Output the entries below exactly as written, omitting pictures.

** Opening Source data block **

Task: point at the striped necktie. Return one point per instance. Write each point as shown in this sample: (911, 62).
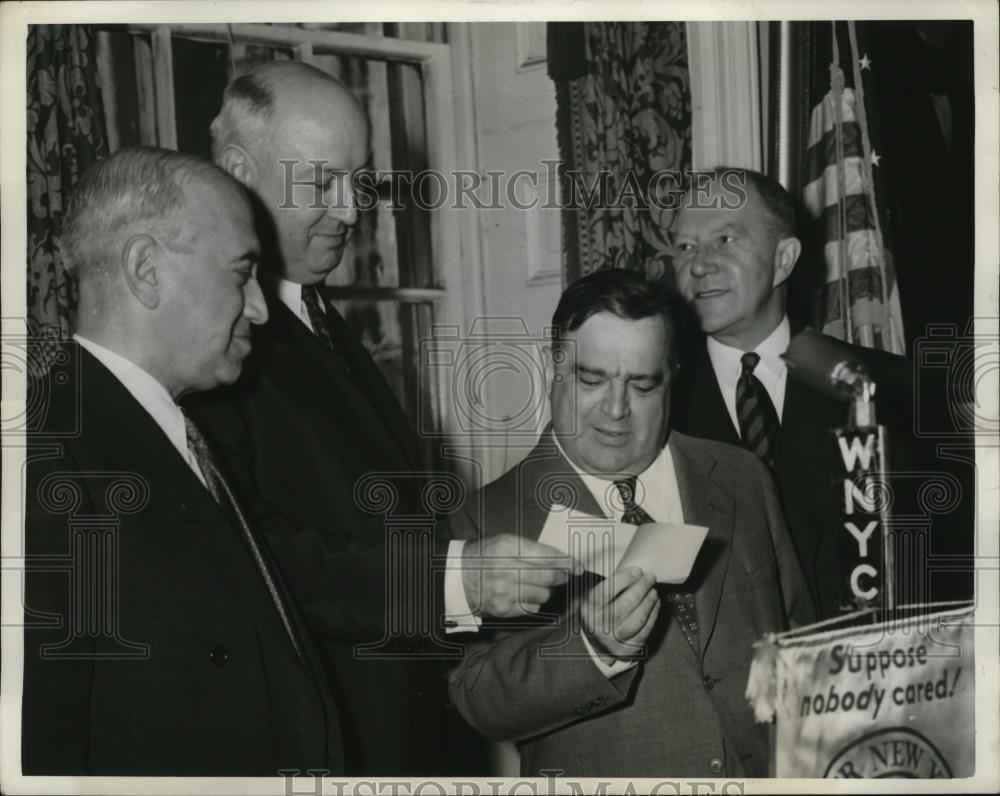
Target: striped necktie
(312, 300)
(758, 420)
(223, 494)
(681, 602)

** Closing Source data block **

# [Written response]
Task: point at the striped necktie. Return one point per instance. Write each point as shown in this sample: (911, 62).
Target: striped necktie
(312, 300)
(758, 420)
(223, 494)
(681, 602)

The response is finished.